# External for 70L planted tank



## glod (4 Dec 2007)

Hi folks, sorry for posting with a question straight off but I'm hoping for some opinions.  I am in the planning stages for my new 2ft (70L) tank.  It's going to be planted, not decided on high tech or not yet...
But I need a filter for it.  I was looking at the Eheim 2322 Professional filter with built in 150W heater but it has a reported 500lph flow rate.  Is that going to be too much ?  Should I consider a lower throughput filter with a hydor external heater ?


----------



## Tom (5 Dec 2007)

That Eheim should be fine. You can always turn the flow rate down if you find it's too much.


----------



## George Farmer (5 Dec 2007)

500lph is about right for 70L.  I'd actually consider more.


----------



## ceg4048 (5 Dec 2007)

Hi glod,
             You'll never get 500lph out of that filter unless you elevate the pump head to the same level of the waterline and if you don't put any media in the filter. That's how filter throughput is rated. By the time you situate the filter below the tank and add media you might get 250lph. If you add further restrictions like CO2, dirt etc. you''ll get even less. Ideally, for planted tanks you want between 3X-5X tank volume turnover per hour which for your tank, 70l X 3 = 210lph. That's why George mentioned he'd consider a higher  rated filter. As a general rule, always subtract about 50%-60% from any advertised filter rating to get the approximate true throughput. Eheim in particular are notorious for their optimistic throughput ratings.

Cheers,


----------



## Themuleous (5 Dec 2007)

Ive got a 2222 on my 90lt and if I had the money I'd probably invest in a second one as its not as much flow as I would like.  As George says, that one sounds about right.

Sam


----------



## beeky (5 Dec 2007)

The problem with 'good' flow though is that it tend to move sand substrate around. Over a few days I find my silver sand creating hills in the corners!


----------



## glod (5 Dec 2007)

Thanks guys!  
So if the throughput is borderline, does anyone have a recomendation that includes the capability to heat the water and has enough throuhput ?  The filter will be sitting approximately 4 feet below water level.
I haven't hunted too hard for prices but I reckon a budget of Â£130-Â£140 including media is feasible, of course If I can save some for more plants that's a bonus


----------



## ceg4048 (5 Dec 2007)
------------------------------------------------------------------------
### What is asked
1. In the forum thread, how much does the advice say to subtract from an advertised filter rating to get the approximate true throughput?
2. Which usernames head the posts in the forum thread? Give each one once.
Answer using only the forum thread, without outside knowledge.

### Material
------------------------------------------------------------------------
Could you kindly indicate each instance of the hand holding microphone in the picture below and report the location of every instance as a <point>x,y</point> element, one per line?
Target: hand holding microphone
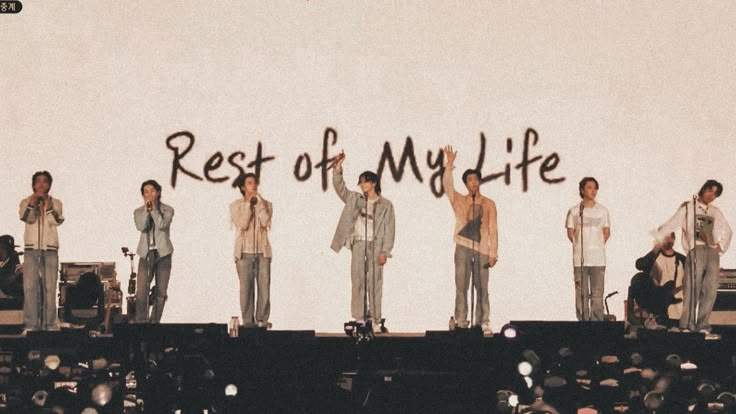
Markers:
------------------------------------------------------------------------
### Answers provided
1. About 50%-60%.

2. glod, Tom, George Farmer, ceg4048, Themuleous, beeky